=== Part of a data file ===
####################

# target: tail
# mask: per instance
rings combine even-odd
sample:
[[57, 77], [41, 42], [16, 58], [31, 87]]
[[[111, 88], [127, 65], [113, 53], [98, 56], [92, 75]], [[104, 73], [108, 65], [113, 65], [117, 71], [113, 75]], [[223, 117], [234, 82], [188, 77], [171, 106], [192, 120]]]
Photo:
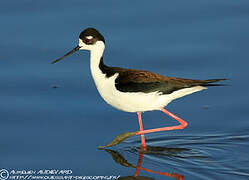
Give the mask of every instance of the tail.
[[219, 81], [225, 81], [228, 79], [207, 79], [207, 80], [203, 80], [202, 85], [201, 86], [226, 86], [226, 84], [212, 84], [214, 82], [219, 82]]

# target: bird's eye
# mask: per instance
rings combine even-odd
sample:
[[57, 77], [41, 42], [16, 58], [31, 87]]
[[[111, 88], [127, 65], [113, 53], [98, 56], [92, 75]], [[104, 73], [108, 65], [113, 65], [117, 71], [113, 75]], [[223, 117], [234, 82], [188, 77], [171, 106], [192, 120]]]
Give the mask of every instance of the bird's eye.
[[91, 39], [84, 38], [83, 42], [85, 44], [91, 44]]

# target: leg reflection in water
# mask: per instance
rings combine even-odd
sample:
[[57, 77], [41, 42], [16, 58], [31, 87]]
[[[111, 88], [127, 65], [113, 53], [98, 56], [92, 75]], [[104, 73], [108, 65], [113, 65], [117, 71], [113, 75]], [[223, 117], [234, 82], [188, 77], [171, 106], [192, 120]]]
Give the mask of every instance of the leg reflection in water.
[[180, 175], [180, 174], [177, 174], [177, 173], [166, 173], [166, 172], [150, 170], [150, 169], [142, 167], [142, 161], [143, 161], [144, 152], [139, 152], [139, 159], [137, 161], [137, 165], [134, 165], [134, 164], [129, 163], [117, 151], [110, 150], [110, 149], [105, 149], [105, 151], [112, 155], [112, 158], [116, 163], [118, 163], [118, 164], [120, 164], [122, 166], [125, 166], [125, 167], [132, 167], [132, 168], [136, 169], [135, 175], [126, 176], [126, 177], [120, 177], [120, 178], [118, 178], [119, 180], [153, 180], [153, 178], [151, 178], [151, 177], [139, 176], [139, 173], [140, 173], [141, 170], [149, 172], [149, 173], [159, 174], [159, 175], [162, 175], [162, 176], [172, 177], [172, 178], [175, 178], [177, 180], [184, 180], [184, 176]]

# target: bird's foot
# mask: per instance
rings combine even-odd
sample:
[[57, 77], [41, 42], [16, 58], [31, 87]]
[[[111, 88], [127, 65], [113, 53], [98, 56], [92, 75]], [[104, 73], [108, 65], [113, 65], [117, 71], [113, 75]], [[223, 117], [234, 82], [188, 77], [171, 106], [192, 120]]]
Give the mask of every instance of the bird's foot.
[[131, 136], [135, 136], [137, 134], [137, 132], [125, 132], [123, 134], [119, 134], [117, 135], [117, 137], [115, 139], [113, 139], [112, 142], [110, 142], [109, 144], [105, 145], [105, 146], [99, 146], [99, 149], [104, 149], [107, 147], [112, 147], [115, 146], [121, 142], [123, 142], [125, 139], [131, 137]]

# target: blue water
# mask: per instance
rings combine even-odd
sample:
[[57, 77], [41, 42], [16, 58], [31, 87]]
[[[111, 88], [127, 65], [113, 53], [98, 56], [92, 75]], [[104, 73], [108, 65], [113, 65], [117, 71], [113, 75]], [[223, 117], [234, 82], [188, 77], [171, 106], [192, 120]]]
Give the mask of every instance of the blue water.
[[[0, 22], [0, 170], [127, 177], [143, 154], [143, 177], [249, 179], [248, 1], [12, 0], [0, 2]], [[105, 36], [108, 65], [229, 78], [229, 86], [168, 105], [189, 126], [147, 135], [147, 152], [139, 149], [139, 137], [109, 153], [98, 150], [117, 134], [136, 131], [138, 123], [136, 114], [100, 98], [88, 52], [50, 64], [89, 26]], [[143, 119], [145, 129], [176, 124], [161, 112]]]

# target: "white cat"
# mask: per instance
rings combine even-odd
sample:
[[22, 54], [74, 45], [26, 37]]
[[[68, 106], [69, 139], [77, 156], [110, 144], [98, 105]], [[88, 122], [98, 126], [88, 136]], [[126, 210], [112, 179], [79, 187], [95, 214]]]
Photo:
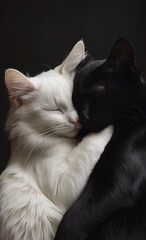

####################

=== TASK BRIEF ===
Copy the entries starting at the very beginning and ending with the line that contains "[[91, 39], [84, 38], [83, 42], [85, 44], [91, 44]]", both ends included, and leave the pictures out of your copy.

=== ANSWER FOR THIS EXERCISE ===
# target: tail
# mask: per instance
rings combine even-odd
sample:
[[57, 77], [41, 42], [16, 58], [31, 87]]
[[[111, 88], [127, 65], [113, 53], [98, 56], [92, 75]], [[104, 73], [108, 65], [113, 65], [117, 71], [113, 75]], [[223, 117], [234, 82], [188, 77], [171, 106], [192, 120]]]
Photo:
Give the mask of every instance of the tail.
[[219, 81], [225, 81], [228, 79], [207, 79], [207, 80], [203, 80], [202, 85], [201, 86], [226, 86], [226, 84], [212, 84], [214, 82], [219, 82]]

# target: bird's eye
# mask: per instance
rings combine even-odd
sample:
[[57, 77], [41, 42], [16, 58], [31, 87]]
[[[111, 88], [127, 65], [113, 53], [98, 56], [92, 75]], [[104, 73], [108, 65], [113, 65], [117, 71], [113, 75]], [[223, 117], [234, 82], [188, 77], [171, 106], [192, 120]]]
Give the mask of every instance of the bird's eye.
[[91, 39], [84, 38], [83, 42], [85, 44], [91, 44]]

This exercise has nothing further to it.